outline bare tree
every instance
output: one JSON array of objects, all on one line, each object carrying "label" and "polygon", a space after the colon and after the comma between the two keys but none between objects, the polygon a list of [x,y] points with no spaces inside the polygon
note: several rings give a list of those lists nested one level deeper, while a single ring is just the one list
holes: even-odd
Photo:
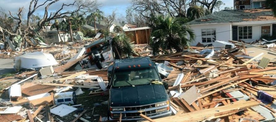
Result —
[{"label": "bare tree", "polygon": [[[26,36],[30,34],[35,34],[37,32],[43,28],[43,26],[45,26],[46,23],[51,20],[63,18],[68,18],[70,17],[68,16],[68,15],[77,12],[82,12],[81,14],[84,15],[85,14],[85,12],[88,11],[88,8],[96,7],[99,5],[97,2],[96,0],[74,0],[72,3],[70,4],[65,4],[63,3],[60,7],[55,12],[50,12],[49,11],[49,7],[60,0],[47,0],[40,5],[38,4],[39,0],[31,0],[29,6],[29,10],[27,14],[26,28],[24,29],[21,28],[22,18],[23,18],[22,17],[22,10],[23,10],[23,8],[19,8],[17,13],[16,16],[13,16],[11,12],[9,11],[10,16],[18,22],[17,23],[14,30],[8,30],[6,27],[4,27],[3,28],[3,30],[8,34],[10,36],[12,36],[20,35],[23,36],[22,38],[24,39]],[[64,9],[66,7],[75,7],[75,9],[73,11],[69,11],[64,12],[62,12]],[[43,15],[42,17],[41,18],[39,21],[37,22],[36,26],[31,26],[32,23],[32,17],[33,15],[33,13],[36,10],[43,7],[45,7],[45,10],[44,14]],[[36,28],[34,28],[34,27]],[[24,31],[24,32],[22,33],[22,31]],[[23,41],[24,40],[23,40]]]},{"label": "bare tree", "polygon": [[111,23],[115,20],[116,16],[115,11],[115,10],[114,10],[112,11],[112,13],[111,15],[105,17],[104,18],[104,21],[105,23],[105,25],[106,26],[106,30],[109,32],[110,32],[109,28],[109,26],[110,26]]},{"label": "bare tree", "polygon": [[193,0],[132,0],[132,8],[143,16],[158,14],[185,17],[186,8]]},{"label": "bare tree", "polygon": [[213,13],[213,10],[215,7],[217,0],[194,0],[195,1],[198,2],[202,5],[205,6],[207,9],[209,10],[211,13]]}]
============
# TASK STATEMENT
Put all of the material above into a two-column CSV with the headers instruction and reply. Give one row for each instruction and its answer, with every field in quotes and line breaks turned into spaces, and leave out the pictures.

# ANSWER FOR THIS EXERCISE
instruction,reply
"outline bare tree every instance output: one JSON array of objects, all on one line, each object carrying ""label"" and ""polygon"", a space after the colon and after the comma between the two keys but none between objects, the polygon a list of [x,y] points with no spaces inside the polygon note: several rings give a list of those lists nested one level deeper, while a single ring is just the one list holes: even-odd Photo: Result —","[{""label"": ""bare tree"", ""polygon"": [[[26,36],[30,34],[35,34],[37,32],[43,28],[43,26],[45,26],[46,23],[51,20],[63,18],[68,18],[70,17],[68,16],[68,15],[77,12],[82,12],[81,14],[84,15],[85,14],[85,12],[88,11],[88,8],[96,7],[99,5],[97,2],[96,0],[74,0],[72,3],[70,4],[65,4],[63,3],[60,7],[55,12],[50,12],[49,11],[49,7],[60,0],[47,0],[40,5],[38,4],[39,0],[31,0],[29,6],[29,10],[27,14],[26,28],[24,29],[21,28],[22,18],[23,18],[22,17],[22,10],[23,10],[23,8],[19,8],[17,13],[16,16],[13,16],[11,12],[9,11],[10,16],[18,22],[17,23],[14,30],[8,30],[6,27],[4,27],[3,28],[3,30],[8,34],[10,36],[12,36],[20,35],[23,36],[22,38],[24,39]],[[64,9],[66,7],[75,7],[75,9],[73,11],[69,11],[64,12],[62,12]],[[43,15],[42,17],[41,18],[39,21],[37,22],[36,26],[31,26],[32,23],[32,17],[33,15],[33,13],[36,10],[43,7],[45,7],[45,10],[44,14]],[[36,28],[34,28],[34,27]],[[24,31],[24,32],[22,33],[22,31]],[[23,41],[24,40],[23,40]]]},{""label"": ""bare tree"", ""polygon"": [[111,23],[115,20],[116,16],[115,11],[115,10],[114,10],[112,11],[112,13],[111,15],[105,17],[104,18],[104,21],[105,23],[105,25],[106,26],[106,30],[109,32],[110,32],[109,28],[109,26],[110,26]]},{""label"": ""bare tree"", ""polygon"": [[193,0],[132,0],[132,8],[143,16],[158,14],[185,17],[186,8]]},{""label"": ""bare tree"", ""polygon"": [[213,13],[213,10],[215,7],[217,0],[194,0],[195,1],[198,2],[202,5],[205,6],[207,9],[209,10],[211,13]]}]"